-- start Selection --
How do I troubleshoot missing X-Ray traces, segments, or services in the service map?

8 minute read
0

I want to troubleshoot my missing AWS X-Ray traces, segments, and services in the service map.

Short description

Missing traces cause missing services in the service map. The following are causes that lead to missing traces:

  • Incorrect instrumentation
  • X-Ray SDK can't reach the X-Ray daemon over the daemon address or port number
  • X-Ray daemon can't reach the X-Ray service endpoint
  • Tracing isn't configured at the individual service level
  • Missing AWS Identity and Access Management (IAM) permissions
  • Sampling rules configuration
  • Missing configuration in the OpenTelemetry Collector

The absence of open parent segments to the sub segments can cause missing segments. For more information, see Troubleshooting AWS X-Ray.

Resolution

Incorrect instrumentation

Incorrect instrumentation when you use X-Ray SDK

If your application code isn't correctly instrumented for X-Ray SDK to patch the supported libraries and frameworks, then you can have missing traces. Trace IDs that aren't passed to the downstream services can also cause missing traces.

To troubleshoot this issue, turn on debug-level logging on the SDK to output more detailed logs to your application log file. This allows you to further isolate issues that are related to the instrumentation and trace the flow of the trace ID across the application. The logs also indicate whether a trace is missing because the trace isn't sampled or because of instrumentation misconfiguration. For more information, check the debug logging in X-Ray SDK for Java, Node.js, Python, .NET, or Ruby.
-- end Selection --
-- start Data supplied --
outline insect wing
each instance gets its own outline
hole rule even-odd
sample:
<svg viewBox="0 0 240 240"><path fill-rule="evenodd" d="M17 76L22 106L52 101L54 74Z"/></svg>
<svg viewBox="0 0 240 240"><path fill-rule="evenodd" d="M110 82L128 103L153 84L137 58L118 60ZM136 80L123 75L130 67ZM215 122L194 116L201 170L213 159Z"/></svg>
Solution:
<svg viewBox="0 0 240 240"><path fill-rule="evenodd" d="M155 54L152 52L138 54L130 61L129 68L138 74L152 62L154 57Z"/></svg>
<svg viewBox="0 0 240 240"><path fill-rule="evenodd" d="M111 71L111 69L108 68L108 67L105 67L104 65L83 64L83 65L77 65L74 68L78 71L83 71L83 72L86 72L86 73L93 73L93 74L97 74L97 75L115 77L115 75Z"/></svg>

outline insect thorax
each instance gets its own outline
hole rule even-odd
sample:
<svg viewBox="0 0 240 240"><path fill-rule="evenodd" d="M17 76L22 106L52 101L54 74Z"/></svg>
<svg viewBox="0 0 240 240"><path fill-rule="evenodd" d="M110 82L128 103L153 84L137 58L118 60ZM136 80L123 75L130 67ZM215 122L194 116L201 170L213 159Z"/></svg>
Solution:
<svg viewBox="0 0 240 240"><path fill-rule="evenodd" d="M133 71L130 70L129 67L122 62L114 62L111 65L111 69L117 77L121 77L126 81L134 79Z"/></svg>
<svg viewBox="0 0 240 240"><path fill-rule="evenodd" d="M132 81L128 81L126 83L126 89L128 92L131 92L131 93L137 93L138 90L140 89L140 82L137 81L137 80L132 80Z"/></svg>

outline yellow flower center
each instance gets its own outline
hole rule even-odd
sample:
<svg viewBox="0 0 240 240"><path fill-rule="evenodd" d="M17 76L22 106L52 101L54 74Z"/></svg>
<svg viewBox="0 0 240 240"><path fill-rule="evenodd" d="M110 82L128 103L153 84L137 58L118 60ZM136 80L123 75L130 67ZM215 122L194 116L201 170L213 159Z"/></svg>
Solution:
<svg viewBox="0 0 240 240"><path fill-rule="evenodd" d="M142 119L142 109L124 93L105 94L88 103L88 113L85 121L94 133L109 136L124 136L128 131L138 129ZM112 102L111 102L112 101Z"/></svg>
-- end Data supplied --
Exercise requirements:
A. How would you render this sentence from the X-Ray troubleshooting guide in Spanish: "Missing traces cause missing services in the service map."
B. Can you reproduce the X-Ray troubleshooting guide verbatim from "Incorrect instrumentation when" to "cause missing traces."?
The rows have no connection to the X-Ray troubleshooting guide.

Correct answers:
A. Las trazas que faltan provocan que falten servicios en el mapa de servicios.

B.
Incorrect instrumentation when you use X-Ray SDK

If your application code isn't correctly instrumented for X-Ray SDK to patch the supported libraries and frameworks, then you can have missing traces. Trace IDs that aren't passed to the downstream services can also cause missing traces.